### WRITTEN PROBLEM 1
In the account of Wilkie's death and funeral, who greeted the mourners at the door of 82 Wimpole Street?
### WRITTEN PROBLEM 2
Resume the account of Wilkie's death and funeral, starting after its final sentence.

### QUOTED PASSAGE
========
Those around him were heartbroken. Harriet Bartley, who had remained close to her ‘god-father’ and cared for him through many ups and downs for almost thirty years, wrote to Wilkie’s friend Frank Archer the next day, ‘My news is so sad.602 I coudnt [sic] write to you before it has all been so miserable. Our dear one left us at 10.35 yesterday morning. We are so sad. He died so peacefully & so quietly – and his face is beautiful with such a calm expression. Poor dear Wilkie.’
The day after, Nina Lehmann informed her son Rudolph, ‘And so our poor dear genial delightful matchless old Wilkie has gone. It made me very sad but he could never have enjoyed life again even if he had recovered . . . Wilkie was almost the very last link left that bound us to the glory of departed days. Dickens, Lytton, Houghton, Wilkie, Charlie [sic] Collins, poor old Chorley – it seems like a former life, not on this earth at all . . .’603
21
LEGACY
DESPITE OVERCAST CONDITIONS on the morning of Friday 27 September, a crowd gathered outside 82 Wimpole Street, eager to see Wilkie begin his journey to his final resting place in Kensal Green cemetery. Bona fide mourners were received at the door of the house by Caroline, Harriet and Harry Bartley, before disappearing to the back room where Wilkie was laid out. At around 10.30, his coffin was solemnly placed in a glass-panelled hearse covered in wreaths, including what the Standard described as ‘a handsome cross of white crysanthemums from Mrs Dawson and family’. A quarter of an hour later the horse-drawn vehicle pulled away, followed by more than a dozen carriages transporting family members and friends, including Pigott, Lehmann, Watt, Chatto, Schlesinger and Beard.
========
### LISTED ENTRIES
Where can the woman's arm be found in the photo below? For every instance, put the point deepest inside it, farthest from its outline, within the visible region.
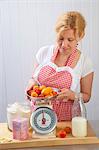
(85, 86)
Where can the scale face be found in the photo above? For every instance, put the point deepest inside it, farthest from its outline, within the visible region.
(43, 120)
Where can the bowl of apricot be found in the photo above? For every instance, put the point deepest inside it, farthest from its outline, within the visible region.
(42, 92)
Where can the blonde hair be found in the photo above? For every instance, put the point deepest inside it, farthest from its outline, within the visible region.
(71, 20)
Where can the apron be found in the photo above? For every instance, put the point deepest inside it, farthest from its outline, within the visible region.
(59, 77)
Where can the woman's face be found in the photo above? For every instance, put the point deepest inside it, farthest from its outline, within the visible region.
(67, 41)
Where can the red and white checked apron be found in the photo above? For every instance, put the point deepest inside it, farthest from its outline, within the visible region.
(49, 76)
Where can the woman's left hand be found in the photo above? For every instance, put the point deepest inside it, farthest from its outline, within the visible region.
(66, 94)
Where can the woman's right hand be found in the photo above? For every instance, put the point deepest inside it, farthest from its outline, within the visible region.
(30, 85)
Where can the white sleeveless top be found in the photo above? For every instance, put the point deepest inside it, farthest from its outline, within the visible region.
(83, 67)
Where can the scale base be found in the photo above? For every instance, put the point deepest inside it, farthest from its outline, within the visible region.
(49, 135)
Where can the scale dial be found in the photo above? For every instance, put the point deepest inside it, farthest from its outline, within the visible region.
(43, 120)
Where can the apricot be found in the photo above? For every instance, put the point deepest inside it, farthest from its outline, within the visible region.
(46, 91)
(42, 87)
(35, 87)
(34, 94)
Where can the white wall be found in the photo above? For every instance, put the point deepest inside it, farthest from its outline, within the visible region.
(25, 26)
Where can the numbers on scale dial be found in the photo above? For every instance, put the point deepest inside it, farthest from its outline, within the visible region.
(44, 120)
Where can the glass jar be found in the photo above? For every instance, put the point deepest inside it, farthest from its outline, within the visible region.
(17, 110)
(79, 117)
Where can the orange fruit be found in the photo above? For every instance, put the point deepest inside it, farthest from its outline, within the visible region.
(35, 87)
(46, 91)
(42, 87)
(34, 94)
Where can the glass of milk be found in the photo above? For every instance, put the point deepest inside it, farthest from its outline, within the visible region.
(79, 119)
(79, 126)
(17, 110)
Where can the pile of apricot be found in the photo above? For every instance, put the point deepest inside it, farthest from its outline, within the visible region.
(41, 91)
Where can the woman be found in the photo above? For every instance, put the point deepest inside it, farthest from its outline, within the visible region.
(65, 67)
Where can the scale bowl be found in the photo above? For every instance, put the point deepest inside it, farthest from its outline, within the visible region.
(43, 99)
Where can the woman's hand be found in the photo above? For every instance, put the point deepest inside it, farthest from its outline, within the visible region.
(66, 94)
(30, 85)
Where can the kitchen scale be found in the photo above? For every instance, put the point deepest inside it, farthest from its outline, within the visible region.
(43, 121)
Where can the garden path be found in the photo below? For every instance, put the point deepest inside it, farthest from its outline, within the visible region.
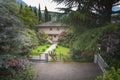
(52, 47)
(42, 57)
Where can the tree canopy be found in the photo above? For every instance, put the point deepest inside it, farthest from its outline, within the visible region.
(28, 16)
========
### EXERCISE ANSWER 1
Caroline, Harriet and Harry Bartley.

### EXERCISE ANSWER 2
The procession wound through north London to the cemetery, where it was met by the Reverend Edward Ker Gray, minister in charge of St George’s Chapel in Albemarle Street. Possibly because of his connections with the stage, Ker Gray had been singled out to conduct the funeral service, which was ironic since his chapel had regularly clashed with the ecclesiastical authorities for not having a licence to perform marriages. Doubtless this local difficulty endeared him to Wilkie, several of whose theatrical friends were present.604
The ambience at the graveside was subdued, since Wilkie had asked for a simple ceremony, costing no more than £25. However, the sun had begun to shine and it was unlikely that the dead man’s strangely puritanical request that ‘no scarves, hat bands or feathers shall be worn or used at my funeral’ was fully adhered to. One mourner was reported to be Oscar Wilde, though this identification was the result of a confusion with Wilde’s brother Willie, a journalist.605
Martha and her children took no part in the official ceremony, though one newspaper did refer to Mrs Dawson and her children being present,606 ‘but they were not among the chief mourners and kept out of view as much as possible’.
The obituaries lamented the loss of a great storyteller. Several echoed the Penny Illustrated Paper’s note that Wilkie ‘was remarkable . . . for his independence of character, and always said precisely what he thought; and no mind was ever more entirely clear of cant and humbug.’607 According to Andrew Chatto in the Pall Mall Gazette, he ‘was one of the kindest and most modest of men’.608 One or two friends, such as Edmund Yates, wrote lengthier appreciations, though Hall Caine’s encomium in the Globe grated with Harriet, who thought he was cashing in with his ‘personal recollections’. ‘Mr Hall Caine and I are antipathetic,’609 she told Watt, uncompromisingly.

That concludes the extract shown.